Emit only the lines from the line containing "Indicate the red wall" through the last line of the entries, unchanged.

(Raw records)
------------------------
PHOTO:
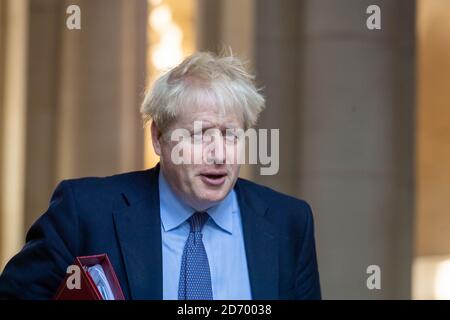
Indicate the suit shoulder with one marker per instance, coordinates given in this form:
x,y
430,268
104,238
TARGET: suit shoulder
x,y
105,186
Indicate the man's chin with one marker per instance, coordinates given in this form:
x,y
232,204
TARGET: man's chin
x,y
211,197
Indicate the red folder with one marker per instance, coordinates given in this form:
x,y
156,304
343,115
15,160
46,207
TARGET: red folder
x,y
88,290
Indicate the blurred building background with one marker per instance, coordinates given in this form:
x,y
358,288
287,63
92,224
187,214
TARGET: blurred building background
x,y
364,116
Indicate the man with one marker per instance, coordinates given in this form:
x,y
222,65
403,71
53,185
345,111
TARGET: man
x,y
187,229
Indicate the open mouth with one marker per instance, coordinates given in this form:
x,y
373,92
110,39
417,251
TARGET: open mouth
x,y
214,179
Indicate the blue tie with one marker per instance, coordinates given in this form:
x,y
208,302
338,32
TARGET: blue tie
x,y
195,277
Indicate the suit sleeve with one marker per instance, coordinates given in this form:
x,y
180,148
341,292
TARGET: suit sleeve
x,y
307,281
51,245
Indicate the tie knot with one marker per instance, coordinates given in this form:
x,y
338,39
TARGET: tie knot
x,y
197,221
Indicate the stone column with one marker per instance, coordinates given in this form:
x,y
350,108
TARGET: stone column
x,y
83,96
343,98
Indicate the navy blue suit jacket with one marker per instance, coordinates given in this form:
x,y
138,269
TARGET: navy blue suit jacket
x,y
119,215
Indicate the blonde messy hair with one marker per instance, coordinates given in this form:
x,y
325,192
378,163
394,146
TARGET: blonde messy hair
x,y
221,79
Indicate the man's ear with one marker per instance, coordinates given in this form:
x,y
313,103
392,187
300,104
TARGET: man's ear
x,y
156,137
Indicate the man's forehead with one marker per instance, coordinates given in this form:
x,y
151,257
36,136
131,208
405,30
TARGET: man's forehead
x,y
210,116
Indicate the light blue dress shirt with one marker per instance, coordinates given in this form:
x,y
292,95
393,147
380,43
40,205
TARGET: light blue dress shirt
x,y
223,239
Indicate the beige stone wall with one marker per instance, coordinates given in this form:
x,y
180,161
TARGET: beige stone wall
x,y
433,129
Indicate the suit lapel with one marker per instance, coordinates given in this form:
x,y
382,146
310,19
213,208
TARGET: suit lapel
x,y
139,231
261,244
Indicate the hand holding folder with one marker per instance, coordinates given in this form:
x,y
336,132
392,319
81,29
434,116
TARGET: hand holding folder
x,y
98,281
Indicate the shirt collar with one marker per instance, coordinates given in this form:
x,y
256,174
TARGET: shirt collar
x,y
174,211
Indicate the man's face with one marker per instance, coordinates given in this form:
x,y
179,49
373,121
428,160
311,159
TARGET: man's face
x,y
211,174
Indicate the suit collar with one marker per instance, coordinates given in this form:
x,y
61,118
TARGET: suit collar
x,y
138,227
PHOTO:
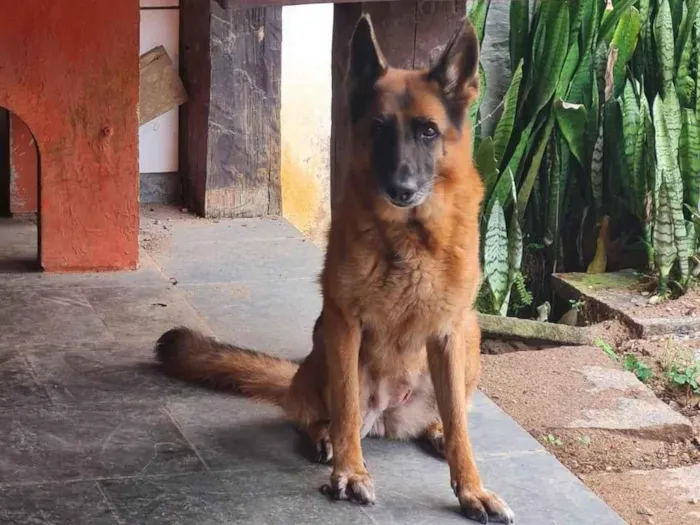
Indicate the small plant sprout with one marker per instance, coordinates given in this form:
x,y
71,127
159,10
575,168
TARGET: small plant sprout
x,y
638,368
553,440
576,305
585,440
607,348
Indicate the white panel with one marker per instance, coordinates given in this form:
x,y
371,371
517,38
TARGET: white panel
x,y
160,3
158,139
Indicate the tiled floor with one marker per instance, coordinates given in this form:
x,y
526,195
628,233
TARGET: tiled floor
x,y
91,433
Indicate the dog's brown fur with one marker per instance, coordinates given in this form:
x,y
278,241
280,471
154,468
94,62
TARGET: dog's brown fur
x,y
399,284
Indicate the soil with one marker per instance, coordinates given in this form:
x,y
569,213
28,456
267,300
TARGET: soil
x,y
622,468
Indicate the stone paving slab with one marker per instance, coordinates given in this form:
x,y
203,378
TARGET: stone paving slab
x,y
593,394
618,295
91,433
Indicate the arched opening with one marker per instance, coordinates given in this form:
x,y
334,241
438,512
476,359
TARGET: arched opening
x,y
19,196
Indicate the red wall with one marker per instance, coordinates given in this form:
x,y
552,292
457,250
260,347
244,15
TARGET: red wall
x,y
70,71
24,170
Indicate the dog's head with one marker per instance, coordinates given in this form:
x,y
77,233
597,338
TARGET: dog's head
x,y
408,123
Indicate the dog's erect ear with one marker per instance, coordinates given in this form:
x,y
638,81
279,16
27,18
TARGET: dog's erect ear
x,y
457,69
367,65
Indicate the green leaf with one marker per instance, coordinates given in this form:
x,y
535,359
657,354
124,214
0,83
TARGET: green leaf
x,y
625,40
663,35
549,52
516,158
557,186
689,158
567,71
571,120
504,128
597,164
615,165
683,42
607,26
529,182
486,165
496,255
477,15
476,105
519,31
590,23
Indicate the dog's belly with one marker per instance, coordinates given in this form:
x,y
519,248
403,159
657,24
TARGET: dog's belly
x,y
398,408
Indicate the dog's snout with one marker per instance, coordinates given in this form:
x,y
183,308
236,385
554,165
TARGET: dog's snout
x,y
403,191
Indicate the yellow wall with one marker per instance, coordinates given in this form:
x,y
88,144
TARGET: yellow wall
------------------------
▶ FINAL RESULT
Indicate the red wall with one marker per instance, coordinates given in this form:
x,y
552,292
457,250
260,347
244,15
TARGET: red wall
x,y
70,71
24,170
Indicate the dog's head with one marker per instance, coordinates given in this form:
x,y
77,233
597,338
TARGET: dog's head
x,y
408,123
Indicate the dog's erect ear with one marker per instance, coordinates given in this form:
x,y
638,81
279,16
27,18
TARGET: dog's erect ear
x,y
457,69
367,65
Indicate the green leaf with one marker per instance, coordinates given in this form:
x,y
535,359
657,354
124,214
0,83
TARGET: green leaf
x,y
625,40
663,35
549,52
516,158
557,186
689,158
567,71
571,120
504,128
597,164
615,165
683,42
607,26
529,182
486,165
496,255
477,15
476,105
519,31
590,23
Indicate the dog's belly with one marker per instance, coordinates given in this form:
x,y
519,248
403,159
657,24
TARGET: dog's belly
x,y
398,408
Indicate the dog's snout with one marker per instance, coordinates given in this form:
x,y
183,308
236,385
554,165
TARGET: dog's snout
x,y
403,191
Indicate the yellow wall with one marker per instance, coordinates given in this form:
x,y
88,144
TARGET: yellow wall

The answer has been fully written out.